## Verilen görev
Aşağıdaki satırlardan "Target" sözcüğünü içerenleri sayın ve yalnızca sayıyı yazın.

┏━━

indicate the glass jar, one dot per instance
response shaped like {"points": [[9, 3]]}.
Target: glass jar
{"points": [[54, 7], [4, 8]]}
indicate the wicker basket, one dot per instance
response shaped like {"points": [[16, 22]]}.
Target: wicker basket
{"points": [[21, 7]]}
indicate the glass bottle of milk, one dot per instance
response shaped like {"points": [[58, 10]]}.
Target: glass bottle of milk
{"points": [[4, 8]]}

┗━━
┏━━

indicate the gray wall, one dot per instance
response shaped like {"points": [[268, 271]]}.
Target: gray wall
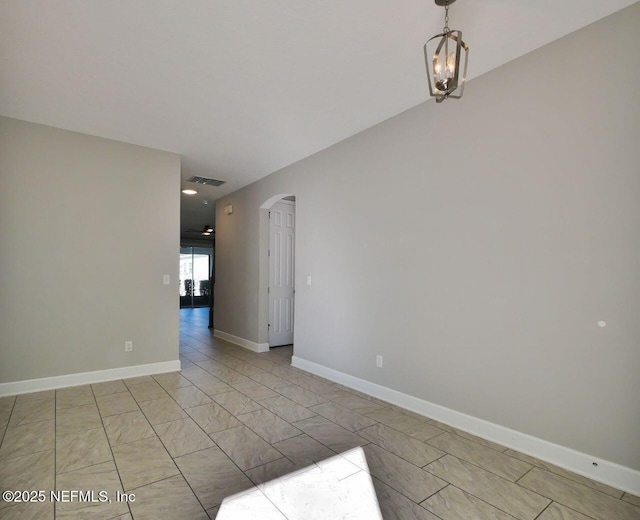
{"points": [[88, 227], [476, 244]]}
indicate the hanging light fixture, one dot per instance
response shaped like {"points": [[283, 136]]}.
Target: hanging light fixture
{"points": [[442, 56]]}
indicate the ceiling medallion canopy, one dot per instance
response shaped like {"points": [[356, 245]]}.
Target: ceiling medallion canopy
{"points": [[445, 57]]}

┗━━

## Aşağıdaki sonuç
6